## Document section
※
William Gillette - Playwright, Director, Actor

Playwright, Director, Actor

In 1881, while performing at Cincinnati, Gillette was hired as playwright, director and actor for $50 per week by two of the Frohman brothers, Gustave and Daniel. The first play he wrote and produced was The Professor. It debuted in the Madison Square Theater, lasting 151 performances, with a subsequent tour through many states (as far west as St. Louis, Missouri). That same year, he produced Esmeralda, written together with Frances Hodgson Burnett.

Early in his career, Gillette figured out that it would be in the triple role of playwright, director and actor that he would make the most money. Among the premier matinee idols of his day, he was described by Amy Leslie as "one of Gibson's notables materialized". Lewis Strang observed that "he rarely gesticulates, and his bodily movements often seem purposely slow and deliberate. His composure is absolute and his mental grasp of a situation is complete."

He could mesmerize an audience simply by standing motionless and in complete silence, or by indulging in any one of his grand gestures or subtle mannerisms. He did not gesture often but, when he did, it meant everything. He would steal a scene with a mere nod, a shrug, a glance, a twitching of the fingers, a compression of his lips, or a hardening of his face. Slight inflections in his voice spoke wonders. "Occasionally", Georg Schuttler pointed out, "when it was least expected, he gestured or moved his body so quickly that the speed of the action was compared to the swift opening and closing of a camera’s shutter."

S. E. Dahlinger, leading expert on the play Sherlock Holmes, summed him up: "Without seeming to raise his voice or ever to force an emotion, he could be thrilling without bombast or infinitely touching without descending to sentimentality. One of his greatest strengths as an actor was the ability to say nothing at all on the stage, relying instead on an involved, inner contemplation of an emotional or comic crisis to hold the audience silent, waiting for the moment when he would speak again."
※
## Records shown
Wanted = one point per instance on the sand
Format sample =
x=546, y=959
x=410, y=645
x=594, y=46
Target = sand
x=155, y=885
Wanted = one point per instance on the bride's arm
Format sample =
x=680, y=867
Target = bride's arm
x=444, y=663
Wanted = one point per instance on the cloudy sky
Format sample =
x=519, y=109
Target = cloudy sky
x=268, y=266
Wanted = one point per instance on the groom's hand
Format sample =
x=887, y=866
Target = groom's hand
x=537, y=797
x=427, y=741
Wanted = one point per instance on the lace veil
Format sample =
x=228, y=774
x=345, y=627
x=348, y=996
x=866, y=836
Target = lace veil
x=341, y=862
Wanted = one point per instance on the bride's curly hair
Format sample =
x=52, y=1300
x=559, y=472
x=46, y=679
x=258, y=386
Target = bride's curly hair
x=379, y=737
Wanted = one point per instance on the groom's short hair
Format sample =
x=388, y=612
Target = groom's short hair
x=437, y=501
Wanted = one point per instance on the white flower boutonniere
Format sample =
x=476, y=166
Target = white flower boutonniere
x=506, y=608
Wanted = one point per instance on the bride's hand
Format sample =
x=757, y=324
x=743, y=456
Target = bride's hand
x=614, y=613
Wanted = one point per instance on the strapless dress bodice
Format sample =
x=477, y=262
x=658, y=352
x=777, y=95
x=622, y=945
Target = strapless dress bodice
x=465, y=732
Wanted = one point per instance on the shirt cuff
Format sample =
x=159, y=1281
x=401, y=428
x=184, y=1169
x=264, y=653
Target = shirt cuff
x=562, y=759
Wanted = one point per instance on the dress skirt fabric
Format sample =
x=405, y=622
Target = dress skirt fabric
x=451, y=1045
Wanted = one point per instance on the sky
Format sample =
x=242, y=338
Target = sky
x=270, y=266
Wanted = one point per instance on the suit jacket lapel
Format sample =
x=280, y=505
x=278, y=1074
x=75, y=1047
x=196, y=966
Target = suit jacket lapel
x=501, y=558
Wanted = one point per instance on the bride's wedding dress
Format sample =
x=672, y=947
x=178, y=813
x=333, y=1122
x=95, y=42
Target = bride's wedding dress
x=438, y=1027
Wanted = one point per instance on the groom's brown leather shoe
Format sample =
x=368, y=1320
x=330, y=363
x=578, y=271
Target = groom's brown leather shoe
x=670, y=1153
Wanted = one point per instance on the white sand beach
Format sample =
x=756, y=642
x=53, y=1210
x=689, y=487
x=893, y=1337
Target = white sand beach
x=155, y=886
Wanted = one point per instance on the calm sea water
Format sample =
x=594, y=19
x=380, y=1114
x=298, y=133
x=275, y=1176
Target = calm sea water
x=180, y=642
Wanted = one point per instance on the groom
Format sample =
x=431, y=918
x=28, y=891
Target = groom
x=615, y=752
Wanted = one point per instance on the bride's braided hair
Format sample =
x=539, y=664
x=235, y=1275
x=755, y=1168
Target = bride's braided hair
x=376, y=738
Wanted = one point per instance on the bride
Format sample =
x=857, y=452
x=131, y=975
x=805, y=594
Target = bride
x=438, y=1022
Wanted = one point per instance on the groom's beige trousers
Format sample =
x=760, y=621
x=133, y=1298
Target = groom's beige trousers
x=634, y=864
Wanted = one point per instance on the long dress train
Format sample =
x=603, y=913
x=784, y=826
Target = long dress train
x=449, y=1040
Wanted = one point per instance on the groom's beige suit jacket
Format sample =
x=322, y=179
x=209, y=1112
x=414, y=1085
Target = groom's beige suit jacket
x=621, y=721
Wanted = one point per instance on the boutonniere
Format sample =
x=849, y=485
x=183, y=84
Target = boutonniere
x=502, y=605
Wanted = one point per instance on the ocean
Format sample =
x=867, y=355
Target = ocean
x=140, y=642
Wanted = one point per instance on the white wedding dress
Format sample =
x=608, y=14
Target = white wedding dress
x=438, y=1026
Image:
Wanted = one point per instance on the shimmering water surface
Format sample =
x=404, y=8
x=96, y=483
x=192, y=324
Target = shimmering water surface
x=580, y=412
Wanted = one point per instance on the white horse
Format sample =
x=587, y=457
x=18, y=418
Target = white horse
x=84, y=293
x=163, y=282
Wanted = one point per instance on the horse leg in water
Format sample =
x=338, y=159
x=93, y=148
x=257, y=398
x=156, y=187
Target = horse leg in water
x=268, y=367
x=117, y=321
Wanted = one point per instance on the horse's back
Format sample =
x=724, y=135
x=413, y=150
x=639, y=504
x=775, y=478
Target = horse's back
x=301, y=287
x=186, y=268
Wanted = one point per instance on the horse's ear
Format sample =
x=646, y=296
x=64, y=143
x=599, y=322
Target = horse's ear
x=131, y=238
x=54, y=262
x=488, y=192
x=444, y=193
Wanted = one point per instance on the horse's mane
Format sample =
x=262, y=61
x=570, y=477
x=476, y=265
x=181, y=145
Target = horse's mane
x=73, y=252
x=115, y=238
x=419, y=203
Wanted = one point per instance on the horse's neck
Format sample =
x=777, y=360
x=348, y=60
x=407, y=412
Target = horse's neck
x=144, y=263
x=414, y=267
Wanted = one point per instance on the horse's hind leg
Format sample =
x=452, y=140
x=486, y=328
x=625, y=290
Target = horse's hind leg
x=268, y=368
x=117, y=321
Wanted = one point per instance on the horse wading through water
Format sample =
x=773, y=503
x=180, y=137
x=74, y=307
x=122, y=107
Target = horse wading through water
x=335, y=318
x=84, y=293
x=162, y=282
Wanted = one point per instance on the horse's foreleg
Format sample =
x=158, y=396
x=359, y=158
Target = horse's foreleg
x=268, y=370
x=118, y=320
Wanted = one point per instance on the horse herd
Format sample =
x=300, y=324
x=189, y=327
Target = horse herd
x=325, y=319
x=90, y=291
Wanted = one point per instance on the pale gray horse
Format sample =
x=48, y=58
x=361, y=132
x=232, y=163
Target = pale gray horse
※
## Problem description
From the text on William Gillette, quote the passage that begins at the words "William Gillette - Playwright, Director, Actor" and stops after the words "Frances Hodgson Burnett.".

## Task result
William Gillette - Playwright, Director, Actor

Playwright, Director, Actor

In 1881, while performing at Cincinnati, Gillette was hired as playwright, director and actor for $50 per week by two of the Frohman brothers, Gustave and Daniel. The first play he wrote and produced was The Professor. It debuted in the Madison Square Theater, lasting 151 performances, with a subsequent tour through many states (as far west as St. Louis, Missouri). That same year, he produced Esmeralda, written together with Frances Hodgson Burnett.